* [Requirement]: Reproduce the records below with every "Objective" changed to "Goal" and everything else left the same.

* BEGIN Provided data *

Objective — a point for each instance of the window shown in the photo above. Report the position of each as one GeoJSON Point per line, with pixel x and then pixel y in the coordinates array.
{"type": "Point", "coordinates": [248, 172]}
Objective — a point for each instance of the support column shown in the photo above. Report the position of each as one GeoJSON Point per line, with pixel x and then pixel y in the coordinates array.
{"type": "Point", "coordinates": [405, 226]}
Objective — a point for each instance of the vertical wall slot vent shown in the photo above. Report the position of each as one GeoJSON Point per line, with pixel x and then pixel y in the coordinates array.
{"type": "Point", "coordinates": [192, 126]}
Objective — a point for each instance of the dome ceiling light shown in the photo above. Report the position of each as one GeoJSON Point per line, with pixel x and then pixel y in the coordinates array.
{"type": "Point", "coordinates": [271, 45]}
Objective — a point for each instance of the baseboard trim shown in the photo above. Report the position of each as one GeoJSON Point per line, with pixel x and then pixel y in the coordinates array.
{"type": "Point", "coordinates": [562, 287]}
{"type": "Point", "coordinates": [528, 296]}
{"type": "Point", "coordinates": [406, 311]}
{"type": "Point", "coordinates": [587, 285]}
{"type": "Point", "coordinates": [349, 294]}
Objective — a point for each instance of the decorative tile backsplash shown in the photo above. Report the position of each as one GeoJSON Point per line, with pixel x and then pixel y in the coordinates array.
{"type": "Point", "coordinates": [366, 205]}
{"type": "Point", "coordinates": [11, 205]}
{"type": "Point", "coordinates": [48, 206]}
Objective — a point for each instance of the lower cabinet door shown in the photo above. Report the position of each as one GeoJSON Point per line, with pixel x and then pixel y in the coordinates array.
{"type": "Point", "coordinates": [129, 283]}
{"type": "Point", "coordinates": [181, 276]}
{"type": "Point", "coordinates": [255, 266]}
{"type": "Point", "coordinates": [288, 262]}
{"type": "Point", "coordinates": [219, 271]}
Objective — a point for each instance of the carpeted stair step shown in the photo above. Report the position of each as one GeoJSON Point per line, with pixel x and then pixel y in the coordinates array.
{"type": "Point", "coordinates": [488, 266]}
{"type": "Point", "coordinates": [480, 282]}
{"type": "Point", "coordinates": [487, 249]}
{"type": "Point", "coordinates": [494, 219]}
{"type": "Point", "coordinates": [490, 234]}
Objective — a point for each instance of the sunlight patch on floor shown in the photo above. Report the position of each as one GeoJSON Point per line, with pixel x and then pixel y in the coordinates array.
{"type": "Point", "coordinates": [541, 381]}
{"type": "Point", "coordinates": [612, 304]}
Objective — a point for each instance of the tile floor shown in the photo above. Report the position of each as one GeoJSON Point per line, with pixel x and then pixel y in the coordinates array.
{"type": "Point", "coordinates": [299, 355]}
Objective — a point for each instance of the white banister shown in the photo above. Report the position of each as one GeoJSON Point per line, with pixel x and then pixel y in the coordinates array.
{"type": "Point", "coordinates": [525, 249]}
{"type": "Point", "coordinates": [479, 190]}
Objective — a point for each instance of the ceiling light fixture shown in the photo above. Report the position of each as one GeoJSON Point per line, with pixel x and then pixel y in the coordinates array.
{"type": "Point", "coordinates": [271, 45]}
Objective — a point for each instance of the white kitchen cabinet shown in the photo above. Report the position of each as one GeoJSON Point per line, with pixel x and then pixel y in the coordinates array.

* END Provided data *

* [Correct answer]:
Goal — a point for each instance of the window shown in the photo above. Report the position of each as one GeoJSON Point per line, with pixel x and then pixel y in the coordinates array.
{"type": "Point", "coordinates": [248, 172]}
Goal — a point for each instance of the support column shown in the photo above. Report the position of each as one GeoJSON Point per line, with pixel x and then pixel y in the coordinates array.
{"type": "Point", "coordinates": [405, 226]}
Goal — a point for each instance of the vertical wall slot vent shown in the photo above. Report the position of each as one GeoJSON Point per line, with pixel x and then pixel y in the coordinates array.
{"type": "Point", "coordinates": [192, 126]}
Goal — a point for each instance of the dome ceiling light shown in the photo above. Report the position of each as one GeoJSON Point per line, with pixel x and then pixel y in the coordinates array.
{"type": "Point", "coordinates": [271, 45]}
Goal — a point for each instance of the baseboard trim shown in the photo above. Report the position of each as one GeoJSON Point per line, with pixel x and then pixel y in the coordinates array.
{"type": "Point", "coordinates": [562, 287]}
{"type": "Point", "coordinates": [528, 296]}
{"type": "Point", "coordinates": [406, 311]}
{"type": "Point", "coordinates": [587, 285]}
{"type": "Point", "coordinates": [349, 294]}
Goal — a point for each instance of the decorative tile backsplash shown in the photo above. Report the position of each as one GeoJSON Point per line, with pixel x and then pixel y in the coordinates array.
{"type": "Point", "coordinates": [366, 205]}
{"type": "Point", "coordinates": [11, 205]}
{"type": "Point", "coordinates": [48, 206]}
Goal — a point for each instance of the lower cabinet door shown in the photo above. Report the position of each as one GeoJSON Point per line, with pixel x and then pixel y in the coordinates array.
{"type": "Point", "coordinates": [129, 283]}
{"type": "Point", "coordinates": [181, 276]}
{"type": "Point", "coordinates": [255, 266]}
{"type": "Point", "coordinates": [288, 262]}
{"type": "Point", "coordinates": [219, 271]}
Goal — a point for each instance of the carpeted stair step shown in the photo above. Report the position of each as one GeoJSON Point per line, with pixel x and then pixel y in the coordinates array.
{"type": "Point", "coordinates": [488, 266]}
{"type": "Point", "coordinates": [480, 282]}
{"type": "Point", "coordinates": [487, 249]}
{"type": "Point", "coordinates": [494, 219]}
{"type": "Point", "coordinates": [490, 234]}
Goal — a point for each instance of the sunlight patch on floor shown in the photo above. Report the position of each as one GeoJSON Point per line, with pixel x and then pixel y in the coordinates array.
{"type": "Point", "coordinates": [541, 381]}
{"type": "Point", "coordinates": [612, 304]}
Goal — a point for each instance of the tile floor shown in the photo above. Report the position of each as one GeoJSON Point per line, with pixel x and then pixel y in the coordinates array.
{"type": "Point", "coordinates": [299, 355]}
Goal — a point for each instance of the white banister shown in the photo above. Report the position of each as one GeoJSON Point per line, with pixel x and then pixel y in the coordinates array.
{"type": "Point", "coordinates": [525, 249]}
{"type": "Point", "coordinates": [479, 190]}
Goal — a point for each instance of the ceiling light fixture shown in the photo above. Report the position of each as one GeoJSON Point per line, with pixel x and then pixel y in the coordinates array.
{"type": "Point", "coordinates": [271, 45]}
Goal — a point for each instance of the white kitchen cabinet shown in the photo above. Report the position of each as one GeoJSON Point per line, with pixel x and then pixel y in the coordinates array.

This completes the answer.